§ What this task involves: Could you write out the material starting at the line that contains "find the gold" and ending at the line that contains "[128, 115, 151, 142]", swapping "gold chiavari chair" for "white folding chair" and leaving everything else unchanged?
-- Begin --
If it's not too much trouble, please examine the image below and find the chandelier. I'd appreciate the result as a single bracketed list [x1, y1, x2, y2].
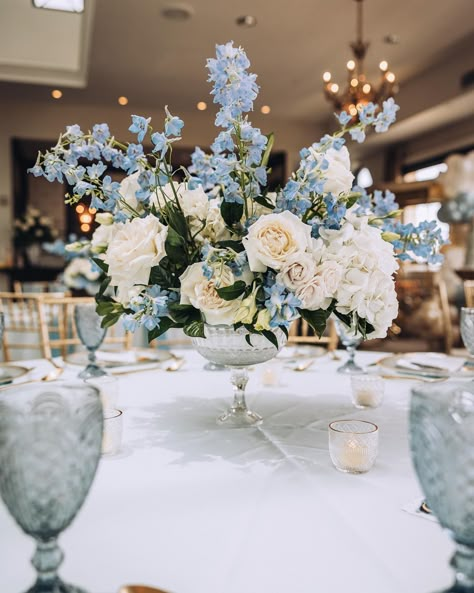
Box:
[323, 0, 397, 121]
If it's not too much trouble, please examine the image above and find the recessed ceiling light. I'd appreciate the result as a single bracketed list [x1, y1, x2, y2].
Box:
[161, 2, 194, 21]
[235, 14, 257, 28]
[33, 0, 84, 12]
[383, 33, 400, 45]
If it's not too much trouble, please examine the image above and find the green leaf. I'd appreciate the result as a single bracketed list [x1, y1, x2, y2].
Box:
-- End --
-- Begin --
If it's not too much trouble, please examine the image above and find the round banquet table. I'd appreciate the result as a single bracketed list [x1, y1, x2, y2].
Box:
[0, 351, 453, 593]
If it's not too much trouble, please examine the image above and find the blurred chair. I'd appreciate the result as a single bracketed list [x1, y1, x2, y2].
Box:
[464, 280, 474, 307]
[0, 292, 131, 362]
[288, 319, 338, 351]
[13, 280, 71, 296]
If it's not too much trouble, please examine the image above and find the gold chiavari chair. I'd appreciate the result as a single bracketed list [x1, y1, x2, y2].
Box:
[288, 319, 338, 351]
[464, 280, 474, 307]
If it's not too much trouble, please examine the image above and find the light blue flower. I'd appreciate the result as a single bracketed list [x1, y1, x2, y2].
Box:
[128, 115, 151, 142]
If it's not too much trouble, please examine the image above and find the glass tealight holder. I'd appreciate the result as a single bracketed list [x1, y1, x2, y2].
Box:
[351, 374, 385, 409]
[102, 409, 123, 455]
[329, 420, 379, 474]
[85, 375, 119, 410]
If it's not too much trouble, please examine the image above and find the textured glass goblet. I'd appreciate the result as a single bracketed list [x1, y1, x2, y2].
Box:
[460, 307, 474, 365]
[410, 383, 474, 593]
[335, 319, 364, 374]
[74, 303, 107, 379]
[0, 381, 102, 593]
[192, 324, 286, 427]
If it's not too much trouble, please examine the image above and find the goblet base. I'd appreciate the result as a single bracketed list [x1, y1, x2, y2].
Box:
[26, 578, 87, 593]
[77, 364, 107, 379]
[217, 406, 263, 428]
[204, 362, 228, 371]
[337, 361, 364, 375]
-- End --
§ Response below:
If it's not too much trouble, please examine the image above and find the white folding chair. I'd appreciate the result as a single bracketed list [x1, y1, x2, y2].
Box:
[288, 319, 338, 351]
[464, 280, 474, 307]
If it's not too much trouble, please examine the image above and find the light blue flower. I'd appreciate the result as a single bracketed list [x1, y1, x2, y2].
Box:
[128, 115, 151, 142]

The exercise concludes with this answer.